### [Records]
______
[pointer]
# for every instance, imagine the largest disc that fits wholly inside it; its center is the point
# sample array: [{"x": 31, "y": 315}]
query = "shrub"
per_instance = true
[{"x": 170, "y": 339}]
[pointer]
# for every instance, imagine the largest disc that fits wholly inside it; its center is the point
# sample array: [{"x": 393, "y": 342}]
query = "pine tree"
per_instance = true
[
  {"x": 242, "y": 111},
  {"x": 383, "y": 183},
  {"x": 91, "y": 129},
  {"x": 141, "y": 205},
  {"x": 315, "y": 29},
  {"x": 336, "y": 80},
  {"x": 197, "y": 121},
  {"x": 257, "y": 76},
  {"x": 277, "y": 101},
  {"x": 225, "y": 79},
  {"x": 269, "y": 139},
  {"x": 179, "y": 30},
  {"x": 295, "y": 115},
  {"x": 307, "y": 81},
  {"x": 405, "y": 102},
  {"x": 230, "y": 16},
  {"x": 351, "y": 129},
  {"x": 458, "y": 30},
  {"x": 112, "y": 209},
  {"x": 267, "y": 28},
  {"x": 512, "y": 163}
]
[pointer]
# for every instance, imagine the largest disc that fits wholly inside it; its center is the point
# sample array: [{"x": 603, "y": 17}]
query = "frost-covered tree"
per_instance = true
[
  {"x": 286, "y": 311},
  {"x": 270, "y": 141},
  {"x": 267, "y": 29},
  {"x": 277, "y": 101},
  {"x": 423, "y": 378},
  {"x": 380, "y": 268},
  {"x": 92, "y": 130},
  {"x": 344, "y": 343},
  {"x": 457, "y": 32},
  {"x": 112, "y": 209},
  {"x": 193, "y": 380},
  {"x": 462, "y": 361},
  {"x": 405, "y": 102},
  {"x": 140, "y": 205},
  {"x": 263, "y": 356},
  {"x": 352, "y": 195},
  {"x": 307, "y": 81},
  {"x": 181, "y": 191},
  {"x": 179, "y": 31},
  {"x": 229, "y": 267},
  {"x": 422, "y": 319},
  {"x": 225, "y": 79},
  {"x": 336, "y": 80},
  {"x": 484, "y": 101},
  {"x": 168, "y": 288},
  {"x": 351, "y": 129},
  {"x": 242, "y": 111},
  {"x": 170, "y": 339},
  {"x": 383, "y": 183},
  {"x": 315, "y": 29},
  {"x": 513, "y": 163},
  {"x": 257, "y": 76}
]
______
### [Problem statement]
Each record above should be repeated exactly as it appears.

### [Task result]
[pointer]
# for every instance, imagine the largest disc that fits wholly inside it; its center is the point
# sample array: [{"x": 31, "y": 315}]
query = "shrub"
per_instance = true
[{"x": 170, "y": 339}]
[pointer]
# for every instance, imagine the largest disc that fits wholly inside it; its center is the point
# sample array: [{"x": 393, "y": 342}]
query = "pine tree"
per_instance = true
[
  {"x": 242, "y": 111},
  {"x": 383, "y": 183},
  {"x": 91, "y": 129},
  {"x": 141, "y": 205},
  {"x": 315, "y": 29},
  {"x": 336, "y": 80},
  {"x": 197, "y": 121},
  {"x": 257, "y": 76},
  {"x": 277, "y": 101},
  {"x": 225, "y": 79},
  {"x": 269, "y": 139},
  {"x": 179, "y": 30},
  {"x": 295, "y": 115},
  {"x": 307, "y": 81},
  {"x": 405, "y": 102},
  {"x": 230, "y": 16},
  {"x": 351, "y": 129},
  {"x": 458, "y": 30},
  {"x": 112, "y": 209},
  {"x": 267, "y": 28},
  {"x": 512, "y": 163}
]
[pointer]
# for every instance, imagine the largest disc that fits wholly inside it; its center is the point
# sample array: [{"x": 603, "y": 17}]
query = "frost-covered tree"
per_instance = true
[
  {"x": 286, "y": 311},
  {"x": 270, "y": 141},
  {"x": 267, "y": 29},
  {"x": 277, "y": 101},
  {"x": 423, "y": 378},
  {"x": 380, "y": 268},
  {"x": 92, "y": 130},
  {"x": 344, "y": 343},
  {"x": 457, "y": 32},
  {"x": 112, "y": 209},
  {"x": 193, "y": 380},
  {"x": 462, "y": 361},
  {"x": 405, "y": 102},
  {"x": 140, "y": 205},
  {"x": 263, "y": 356},
  {"x": 352, "y": 195},
  {"x": 307, "y": 81},
  {"x": 181, "y": 191},
  {"x": 179, "y": 31},
  {"x": 229, "y": 267},
  {"x": 422, "y": 319},
  {"x": 225, "y": 79},
  {"x": 336, "y": 80},
  {"x": 484, "y": 101},
  {"x": 168, "y": 288},
  {"x": 351, "y": 129},
  {"x": 242, "y": 111},
  {"x": 170, "y": 339},
  {"x": 383, "y": 183},
  {"x": 315, "y": 29},
  {"x": 513, "y": 163},
  {"x": 257, "y": 76}
]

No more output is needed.